In 2007, Linda and Todd Stermer were headed for divorce after Todd found out she was having an affair. During an argument, the house caught fire, and Todd died from burns and being run over by Linda with her vehicle. She was charged with his murder. The prosecution’s argument at trial was that Linda had set the fire and then ensured Todd was dead by running him over after he exited the house engulfed in flames. The defense theory was that Todd either intentionally set the fire and accidentally burned himself or that it was all an accident.

Linda never testified at trial, but the prosecutor used her statements to investigators to discredit her defense and show that her statements were contradictory. Before giving those statements to the jury, the prosecutor called Linda a liar at least five times and then closed by calling her a “diabolical, scheming, manipulative liar and a murderer.” The prosecutor also bolstered the credibility of witnesses against Linda, saying things like, “she [the witness] certainly appears a very credible person” and saying the jailhouse informants who testified that Linda confessed to the murder to them in jail had “no intention to lie.”

Linda’s lawyer never objected to any of this. She was convicted of murder and sentenced to mandatory life in prison without parole. After her state appeals were exhausted and her state habeas petitions denied, she pursued habeas relief in federal court.

The U.S. District Court for the Eastern District of Michigan held an evidentiary hearing on Linda’s ineffective assistance of counsel (“IAC”) claims for failure to object to the prosecutor’s statements, failure to obtain an arson expert to rebut the State’s arson expert, and IAC of state appellate counsel for failing to challenge any of this on direct appeal. After hearing testimony from Linda, her previous lawyer and an arson expert obtained by federal habeas counsel, Judge Arthur Tarnow found that the state court had erroneously denied habeas relief and granted Linda’s federal habeas petition, ordering a new trial or her release.

The State appealed, arguing that the district court erred in holding an evidentiary hearing because the Antiterrorism and Effective Death Penalty Act (“AEDPA”) requires the district court to give “deference” to the state court’s decision on the merits, which precluded the district court from considering any new evidence and only the evidence the state court had before it in denying Linda’s state claims (the state court never held an evidentiary hearing, and state habeas counsel never supplemented the record to support her claims). The Sixth Circuit agreed with the State but still found that Linda was entitled to relief, despite the AEDPA’s restrictions.

AEDPA Deference

In a lengthy discussion on deferenceto the state court’s decision under the
AEDPA, the Court recognized that if the state court decided Linda’s claims on the merits, the federal court could only grant relief if the state court’s decision was “contrary to, or involved an unreasonable application of, clearly established federal law, as determined by the Supreme Court of the United States” or was an “unreasonable determination of facts in light of the evidence presented in the state court proceeding.” 28 U.S.C. § 2254(d).

Even without the expanded record by the evidentiary hearing held in the district court, the Sixth Circuit found that the state court unreasonably applied “clearly established federal law” by the U.S. Supreme Court regarding Linda’s prosecutorial misconduct and IAC claims relating to that error. In Darden v. Wainwright, 477 U.S. 168 (1986), the Supreme Court ruled that if a prosecutor’s comments “so infected the trial with unfairness as to make the resulting conviction a denial of due process,” a new trial is required.
= = =
- TASKS AND EXERCISES -
1 - According to the passage on the Stermer case, why did the State argue that the district court should not have held an evidentiary hearing? Answer in one to three sentences.
2 - Reproduce the part of the passage on the Stermer case starting with "Linda never testified" and going on through "in federal court.".
Leave the listing aside, since it has nothing to do with this.

- SUPPLIED ENTRIES -
= = =
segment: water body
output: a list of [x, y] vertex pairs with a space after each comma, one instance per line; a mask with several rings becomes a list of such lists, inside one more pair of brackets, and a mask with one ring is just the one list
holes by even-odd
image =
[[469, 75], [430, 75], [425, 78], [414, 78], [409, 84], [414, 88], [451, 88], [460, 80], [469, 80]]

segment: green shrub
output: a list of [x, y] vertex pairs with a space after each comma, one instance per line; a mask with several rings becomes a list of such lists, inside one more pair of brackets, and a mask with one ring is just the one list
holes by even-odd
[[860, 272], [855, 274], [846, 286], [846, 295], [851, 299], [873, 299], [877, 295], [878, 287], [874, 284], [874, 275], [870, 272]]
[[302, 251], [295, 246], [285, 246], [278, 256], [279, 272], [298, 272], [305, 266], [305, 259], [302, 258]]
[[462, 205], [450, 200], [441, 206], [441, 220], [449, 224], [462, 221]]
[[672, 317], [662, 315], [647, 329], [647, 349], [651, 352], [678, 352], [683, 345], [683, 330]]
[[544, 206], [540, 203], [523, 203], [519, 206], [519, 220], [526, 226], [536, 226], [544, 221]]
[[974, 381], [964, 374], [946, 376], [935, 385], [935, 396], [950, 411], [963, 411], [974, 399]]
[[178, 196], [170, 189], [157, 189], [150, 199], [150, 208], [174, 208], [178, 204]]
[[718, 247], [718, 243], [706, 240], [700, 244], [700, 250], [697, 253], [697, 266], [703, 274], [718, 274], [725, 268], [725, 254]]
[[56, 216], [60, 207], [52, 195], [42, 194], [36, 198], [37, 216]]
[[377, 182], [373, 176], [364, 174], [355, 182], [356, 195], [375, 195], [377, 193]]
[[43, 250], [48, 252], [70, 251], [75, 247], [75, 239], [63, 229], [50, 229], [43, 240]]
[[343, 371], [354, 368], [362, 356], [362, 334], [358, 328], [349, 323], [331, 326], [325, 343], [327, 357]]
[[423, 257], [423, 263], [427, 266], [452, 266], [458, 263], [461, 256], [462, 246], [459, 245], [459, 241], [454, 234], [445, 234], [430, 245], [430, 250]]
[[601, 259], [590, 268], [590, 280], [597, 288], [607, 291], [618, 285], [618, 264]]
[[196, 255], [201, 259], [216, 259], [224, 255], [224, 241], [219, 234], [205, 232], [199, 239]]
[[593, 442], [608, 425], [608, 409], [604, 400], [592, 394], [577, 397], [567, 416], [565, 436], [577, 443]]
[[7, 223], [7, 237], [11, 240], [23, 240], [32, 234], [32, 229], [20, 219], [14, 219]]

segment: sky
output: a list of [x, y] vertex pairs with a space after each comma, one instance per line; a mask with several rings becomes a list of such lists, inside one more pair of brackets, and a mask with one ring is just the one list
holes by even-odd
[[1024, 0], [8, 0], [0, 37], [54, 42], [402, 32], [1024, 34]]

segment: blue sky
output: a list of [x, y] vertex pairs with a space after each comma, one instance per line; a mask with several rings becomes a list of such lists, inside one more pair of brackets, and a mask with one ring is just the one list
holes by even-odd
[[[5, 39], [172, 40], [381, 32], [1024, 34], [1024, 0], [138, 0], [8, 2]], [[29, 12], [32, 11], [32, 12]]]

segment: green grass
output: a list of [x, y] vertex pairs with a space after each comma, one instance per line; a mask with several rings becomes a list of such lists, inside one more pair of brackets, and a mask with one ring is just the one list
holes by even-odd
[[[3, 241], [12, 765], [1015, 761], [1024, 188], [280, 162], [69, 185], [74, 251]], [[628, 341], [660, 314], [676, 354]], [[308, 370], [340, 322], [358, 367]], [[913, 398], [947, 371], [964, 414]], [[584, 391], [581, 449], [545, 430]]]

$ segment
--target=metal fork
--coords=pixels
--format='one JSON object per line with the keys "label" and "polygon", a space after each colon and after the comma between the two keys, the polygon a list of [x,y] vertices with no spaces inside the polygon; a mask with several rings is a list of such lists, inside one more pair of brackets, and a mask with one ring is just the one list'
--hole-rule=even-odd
= = =
- RESULTS FOR EACH TASK -
1 - The State argued that AEDPA requires the district court to defer to the state court's decision on the merits. That deference, the State said, barred the district court from considering any new evidence, limiting it to the evidence the state court had before it when denying Linda's claims.

2 -
Linda never testified at trial, but the prosecutor used her statements to investigators to discredit her defense and show that her statements were contradictory. Before giving those statements to the jury, the prosecutor called Linda a liar at least five times and then closed by calling her a “diabolical, scheming, manipulative liar and a murderer.” The prosecutor also bolstered the credibility of witnesses against Linda, saying things like, “she [the witness] certainly appears a very credible person” and saying the jailhouse informants who testified that Linda confessed to the murder to them in jail had “no intention to lie.”

Linda’s lawyer never objected to any of this. She was convicted of murder and sentenced to mandatory life in prison without parole. After her state appeals were exhausted and her state habeas petitions denied, she pursued habeas relief in federal court.